------ TESTO FORNITO

Come arrivano i compagni russi all'errore? Essi sono prigionieri della fede nella forma partito. Essi vedono nel partito lo strumento della rivoluzione e dell’edificazione socialista. Ma il partito – quale forma organizzativa – è l'incarnazione del principio centralistico. Questa è la causa originaria dell'errore. Questa è la causa prima e più profonda dello stravolgimento della tattica. E qui bisogna colpire se si vuole combattere l'ipercentralismo ed in tal modo il centralismo tout court.
Per il KAPD – in totale contrasto con Mosca – la rivoluzione non è affare di partito(9), il partito non è un'organizzazione autoritaria strutturata dall’alto verso il basso, il capo non è un superiore in una gerarchia militare, la massa non è una truppa condannata ad una disciplina totale e passiva, la dittatura non è il dispotismo di una cricca di capi, il comunismo non è il trampolino per l'ascesa di una nuova borghesia sovietica.

------------

## COMPITI
[a] Nel testo sul centralismo, di quale principio il partito, in quanto forma organizzativa, è detto essere l'incarnazione?
[b] Restituisci dal testo sul centralismo il passo che inizia con "Come arrivano i" e termina con "centralismo tout court.".
Il materiale proviene da una fonte diversa.

------ SET DI DATI

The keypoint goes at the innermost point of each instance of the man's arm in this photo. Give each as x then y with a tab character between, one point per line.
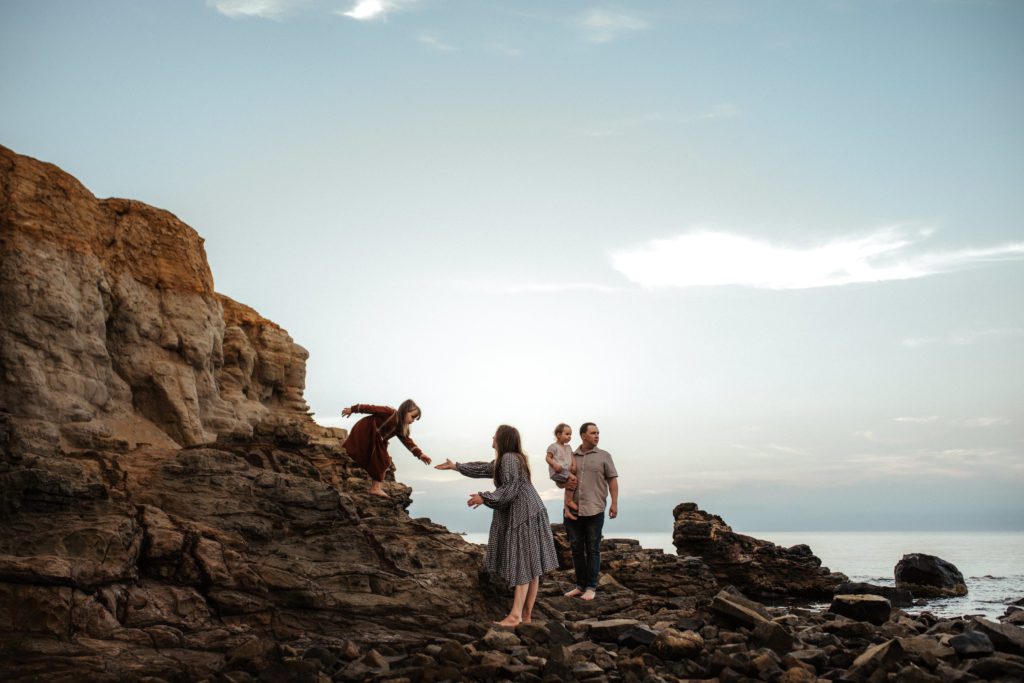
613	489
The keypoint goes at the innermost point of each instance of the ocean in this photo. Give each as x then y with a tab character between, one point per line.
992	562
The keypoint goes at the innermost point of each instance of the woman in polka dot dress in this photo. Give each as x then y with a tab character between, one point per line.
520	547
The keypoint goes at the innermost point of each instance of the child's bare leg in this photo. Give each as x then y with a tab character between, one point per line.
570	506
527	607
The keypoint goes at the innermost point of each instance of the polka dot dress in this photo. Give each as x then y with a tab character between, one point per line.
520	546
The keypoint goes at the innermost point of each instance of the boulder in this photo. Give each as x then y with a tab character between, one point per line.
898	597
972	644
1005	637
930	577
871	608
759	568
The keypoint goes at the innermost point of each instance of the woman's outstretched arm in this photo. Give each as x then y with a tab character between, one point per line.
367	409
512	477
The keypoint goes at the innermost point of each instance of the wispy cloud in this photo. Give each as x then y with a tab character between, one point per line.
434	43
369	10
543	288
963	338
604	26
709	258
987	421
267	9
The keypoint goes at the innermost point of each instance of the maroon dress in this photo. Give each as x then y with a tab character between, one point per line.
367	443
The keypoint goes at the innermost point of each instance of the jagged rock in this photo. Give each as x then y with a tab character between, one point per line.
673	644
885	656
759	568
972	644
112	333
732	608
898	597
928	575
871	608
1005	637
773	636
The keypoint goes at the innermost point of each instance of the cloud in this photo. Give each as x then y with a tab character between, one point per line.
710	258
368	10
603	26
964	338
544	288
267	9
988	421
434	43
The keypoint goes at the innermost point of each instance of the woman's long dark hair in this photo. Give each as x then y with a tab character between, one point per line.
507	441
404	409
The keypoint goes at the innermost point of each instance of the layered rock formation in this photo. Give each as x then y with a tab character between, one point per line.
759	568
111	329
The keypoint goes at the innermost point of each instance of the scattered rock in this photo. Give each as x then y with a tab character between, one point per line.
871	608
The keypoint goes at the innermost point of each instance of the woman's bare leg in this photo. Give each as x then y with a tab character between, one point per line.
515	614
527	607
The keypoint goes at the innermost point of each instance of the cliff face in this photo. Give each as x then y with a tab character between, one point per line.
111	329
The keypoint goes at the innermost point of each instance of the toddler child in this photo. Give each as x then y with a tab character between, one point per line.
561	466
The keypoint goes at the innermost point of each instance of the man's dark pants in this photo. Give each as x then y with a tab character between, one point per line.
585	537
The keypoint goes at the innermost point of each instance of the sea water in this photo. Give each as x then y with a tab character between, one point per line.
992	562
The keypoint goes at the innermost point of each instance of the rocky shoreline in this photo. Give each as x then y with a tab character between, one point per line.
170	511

------------
------ SET DI DATI

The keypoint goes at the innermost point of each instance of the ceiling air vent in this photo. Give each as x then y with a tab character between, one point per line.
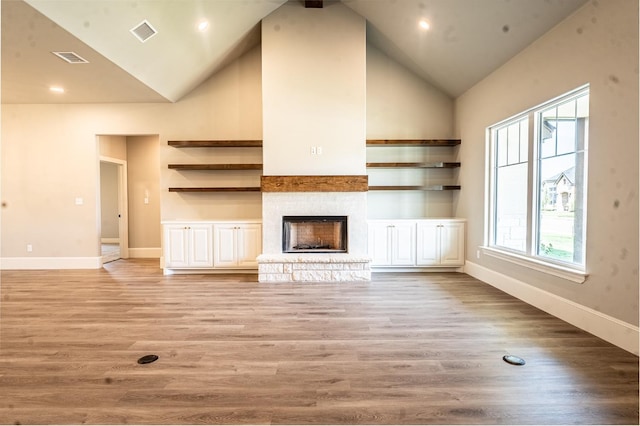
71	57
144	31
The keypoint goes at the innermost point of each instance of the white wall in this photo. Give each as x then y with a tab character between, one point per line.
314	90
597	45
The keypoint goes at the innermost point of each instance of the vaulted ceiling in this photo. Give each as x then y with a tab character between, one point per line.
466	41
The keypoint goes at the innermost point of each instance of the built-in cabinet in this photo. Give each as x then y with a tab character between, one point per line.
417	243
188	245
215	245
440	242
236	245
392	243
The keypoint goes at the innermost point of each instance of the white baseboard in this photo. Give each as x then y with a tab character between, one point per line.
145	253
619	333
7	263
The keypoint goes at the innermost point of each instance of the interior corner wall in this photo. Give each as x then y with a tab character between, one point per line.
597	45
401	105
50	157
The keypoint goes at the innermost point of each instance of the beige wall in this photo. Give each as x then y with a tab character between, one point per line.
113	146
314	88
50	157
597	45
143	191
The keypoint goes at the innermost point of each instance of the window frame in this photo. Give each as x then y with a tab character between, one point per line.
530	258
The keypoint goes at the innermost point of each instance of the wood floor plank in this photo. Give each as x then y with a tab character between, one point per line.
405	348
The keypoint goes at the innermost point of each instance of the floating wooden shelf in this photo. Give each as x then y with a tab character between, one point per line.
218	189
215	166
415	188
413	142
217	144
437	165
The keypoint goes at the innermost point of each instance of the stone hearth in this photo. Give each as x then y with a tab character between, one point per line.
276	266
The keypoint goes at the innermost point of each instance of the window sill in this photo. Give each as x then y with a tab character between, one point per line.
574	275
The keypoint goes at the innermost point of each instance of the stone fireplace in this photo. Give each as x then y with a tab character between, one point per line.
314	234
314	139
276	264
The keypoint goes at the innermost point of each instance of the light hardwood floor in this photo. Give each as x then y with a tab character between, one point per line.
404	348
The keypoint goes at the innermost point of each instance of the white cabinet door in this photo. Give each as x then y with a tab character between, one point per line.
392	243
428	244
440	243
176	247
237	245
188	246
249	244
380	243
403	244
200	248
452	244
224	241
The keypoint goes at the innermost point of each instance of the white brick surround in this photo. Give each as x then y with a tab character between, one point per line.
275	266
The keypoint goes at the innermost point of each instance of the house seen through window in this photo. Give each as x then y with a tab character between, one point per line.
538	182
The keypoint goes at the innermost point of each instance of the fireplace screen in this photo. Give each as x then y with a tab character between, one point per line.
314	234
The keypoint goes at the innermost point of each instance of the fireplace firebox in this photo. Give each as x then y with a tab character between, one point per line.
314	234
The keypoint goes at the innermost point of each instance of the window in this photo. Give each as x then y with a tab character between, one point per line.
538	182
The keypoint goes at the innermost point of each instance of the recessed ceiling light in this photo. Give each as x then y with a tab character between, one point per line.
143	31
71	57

------------
------ SET DI DATI

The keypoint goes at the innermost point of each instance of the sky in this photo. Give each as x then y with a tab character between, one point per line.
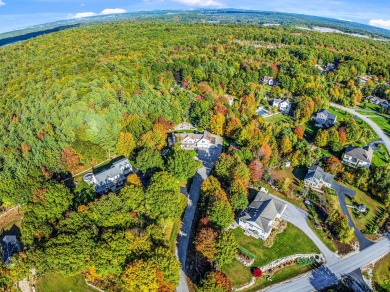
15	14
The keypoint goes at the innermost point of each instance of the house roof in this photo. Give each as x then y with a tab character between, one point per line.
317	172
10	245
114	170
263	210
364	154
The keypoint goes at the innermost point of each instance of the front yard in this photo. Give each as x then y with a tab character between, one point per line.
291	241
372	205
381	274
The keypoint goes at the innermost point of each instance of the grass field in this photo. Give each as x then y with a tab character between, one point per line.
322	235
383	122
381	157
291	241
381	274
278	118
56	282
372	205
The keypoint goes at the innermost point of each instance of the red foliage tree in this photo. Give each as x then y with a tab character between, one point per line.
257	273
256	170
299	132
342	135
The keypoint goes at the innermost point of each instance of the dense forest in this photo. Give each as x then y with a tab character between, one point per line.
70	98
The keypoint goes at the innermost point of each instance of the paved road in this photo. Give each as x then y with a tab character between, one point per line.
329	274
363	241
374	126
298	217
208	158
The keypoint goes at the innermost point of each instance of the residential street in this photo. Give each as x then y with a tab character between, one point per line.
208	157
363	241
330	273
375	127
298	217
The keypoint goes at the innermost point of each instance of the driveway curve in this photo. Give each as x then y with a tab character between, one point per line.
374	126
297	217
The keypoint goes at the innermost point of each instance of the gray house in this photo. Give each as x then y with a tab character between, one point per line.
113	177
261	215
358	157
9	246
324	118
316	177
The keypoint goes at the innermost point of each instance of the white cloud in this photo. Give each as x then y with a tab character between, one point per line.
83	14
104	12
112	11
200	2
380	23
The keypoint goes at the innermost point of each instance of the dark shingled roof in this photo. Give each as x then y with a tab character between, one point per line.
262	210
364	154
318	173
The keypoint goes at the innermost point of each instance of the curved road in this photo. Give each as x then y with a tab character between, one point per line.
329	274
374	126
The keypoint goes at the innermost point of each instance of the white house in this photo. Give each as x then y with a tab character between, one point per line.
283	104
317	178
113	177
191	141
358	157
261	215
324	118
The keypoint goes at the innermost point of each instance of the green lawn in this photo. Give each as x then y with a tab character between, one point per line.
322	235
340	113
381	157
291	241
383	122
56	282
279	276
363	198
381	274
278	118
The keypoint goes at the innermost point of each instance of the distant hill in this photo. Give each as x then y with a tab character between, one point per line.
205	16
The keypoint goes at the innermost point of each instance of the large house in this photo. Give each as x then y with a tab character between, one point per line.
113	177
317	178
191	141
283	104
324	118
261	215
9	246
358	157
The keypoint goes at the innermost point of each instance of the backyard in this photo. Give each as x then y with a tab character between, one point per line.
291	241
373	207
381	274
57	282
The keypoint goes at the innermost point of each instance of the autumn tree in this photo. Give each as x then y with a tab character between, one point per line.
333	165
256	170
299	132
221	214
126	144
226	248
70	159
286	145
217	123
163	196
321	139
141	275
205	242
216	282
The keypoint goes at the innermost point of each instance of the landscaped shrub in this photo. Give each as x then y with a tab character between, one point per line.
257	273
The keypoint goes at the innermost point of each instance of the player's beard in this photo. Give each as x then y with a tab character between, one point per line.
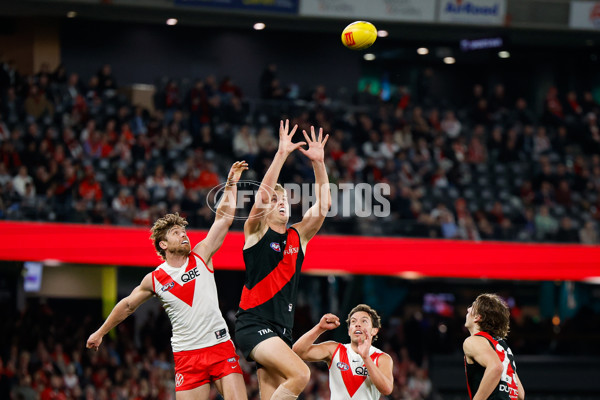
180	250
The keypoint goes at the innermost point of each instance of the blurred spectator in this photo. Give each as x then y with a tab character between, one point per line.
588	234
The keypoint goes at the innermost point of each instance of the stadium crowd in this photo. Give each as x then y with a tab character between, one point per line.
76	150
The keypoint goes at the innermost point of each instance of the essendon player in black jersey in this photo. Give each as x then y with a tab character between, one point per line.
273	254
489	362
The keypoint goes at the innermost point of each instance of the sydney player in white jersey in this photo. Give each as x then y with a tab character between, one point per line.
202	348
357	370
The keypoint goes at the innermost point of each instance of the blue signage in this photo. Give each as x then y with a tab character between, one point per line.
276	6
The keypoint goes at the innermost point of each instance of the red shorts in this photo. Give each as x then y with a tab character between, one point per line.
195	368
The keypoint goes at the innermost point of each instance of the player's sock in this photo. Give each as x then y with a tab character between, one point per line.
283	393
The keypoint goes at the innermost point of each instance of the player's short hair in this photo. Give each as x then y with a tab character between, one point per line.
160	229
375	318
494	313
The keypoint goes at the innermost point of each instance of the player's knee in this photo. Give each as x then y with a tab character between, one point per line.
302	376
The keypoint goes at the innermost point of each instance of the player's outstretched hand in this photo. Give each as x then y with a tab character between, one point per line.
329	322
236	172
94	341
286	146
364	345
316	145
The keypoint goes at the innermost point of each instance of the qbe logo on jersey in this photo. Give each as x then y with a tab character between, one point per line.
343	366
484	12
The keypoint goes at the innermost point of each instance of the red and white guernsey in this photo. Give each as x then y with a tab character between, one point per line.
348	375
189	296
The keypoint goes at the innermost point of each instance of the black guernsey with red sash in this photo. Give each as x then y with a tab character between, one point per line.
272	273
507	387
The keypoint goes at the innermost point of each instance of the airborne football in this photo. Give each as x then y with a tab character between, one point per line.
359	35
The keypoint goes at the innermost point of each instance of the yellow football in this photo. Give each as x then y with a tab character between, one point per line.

------------

## SOLUZIONI DEGLI ESERCIZI
[a] Del principio centralistico.

[b]
Come arrivano i compagni russi all'errore? Essi sono prigionieri della fede nella forma partito. Essi vedono nel partito lo strumento della rivoluzione e dell’edificazione socialista. Ma il partito – quale forma organizzativa – è l'incarnazione del principio centralistico. Questa è la causa originaria dell'errore. Questa è la causa prima e più profonda dello stravolgimento della tattica. E qui bisogna colpire se si vuole combattere l'ipercentralismo ed in tal modo il centralismo tout court.